**What to produce:** Reproduce everything from the start of the entries down to the line containing "(1090, 654)", both ends included, keeping the request lines as they stand. Multiply every coordinate value in the answers by 1.35, rounding each result to a whole number with halves rounded up.

* Start Data for this exercise *

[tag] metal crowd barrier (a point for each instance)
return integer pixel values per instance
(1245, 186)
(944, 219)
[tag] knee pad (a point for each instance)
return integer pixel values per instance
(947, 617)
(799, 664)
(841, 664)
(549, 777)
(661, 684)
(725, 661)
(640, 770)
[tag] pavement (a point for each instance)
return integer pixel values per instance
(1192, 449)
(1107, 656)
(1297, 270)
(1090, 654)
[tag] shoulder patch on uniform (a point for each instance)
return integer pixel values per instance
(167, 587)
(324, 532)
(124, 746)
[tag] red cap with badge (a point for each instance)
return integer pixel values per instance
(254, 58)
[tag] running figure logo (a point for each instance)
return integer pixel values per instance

* End Data for this exercise *

**Problem solution:**
[tag] metal crowd barrier (a point for each instance)
return integer pixel values per instance
(1681, 251)
(1274, 296)
[tag] knee pad (a point for each instance)
return integer pixel values per instance
(1278, 833)
(1079, 896)
(1135, 896)
(741, 1049)
(892, 923)
(979, 892)
(864, 1040)
[tag] pavement (a point for each instance)
return integer pixel values per instance
(1609, 606)
(1494, 886)
(1751, 365)
(1472, 883)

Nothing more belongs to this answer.